#### WORK TO DO
Please write out all the lines below again, requests included, and scale every coordinate in the answers by 0.2, rounding to whole numbers with halves rounded up. Leave the pictures out of your answer.

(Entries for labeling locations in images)
((
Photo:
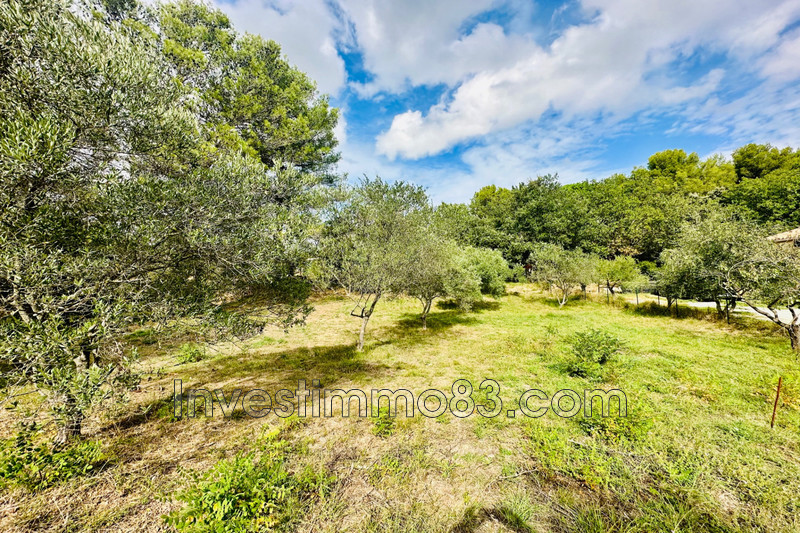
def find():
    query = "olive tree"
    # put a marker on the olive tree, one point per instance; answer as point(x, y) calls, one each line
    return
point(566, 270)
point(436, 267)
point(615, 272)
point(723, 256)
point(366, 239)
point(117, 209)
))
#### EXERCISE SOLUTION
Photo:
def find():
    query = "olive tree"
    # put a marker on the olive tree, one point per instance; answer as point(x, y) calls, one each line
    return
point(113, 54)
point(87, 53)
point(123, 54)
point(145, 51)
point(73, 48)
point(23, 42)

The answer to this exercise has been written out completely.